Material provided.
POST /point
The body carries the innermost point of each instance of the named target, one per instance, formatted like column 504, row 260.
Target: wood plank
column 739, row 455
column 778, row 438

What the task asks. Render the items above as a two-column CSV with the header columns item_text and answer, giving one row per item. Place each item's text and its answer in a single quoted field each, replacing line breaks with spaces.

The answer.
item_text,answer
"POST /point The body carries the innermost point of each instance of the named target, one per instance, formatted like column 504, row 260. Target: wood plank","column 739, row 455 column 778, row 438"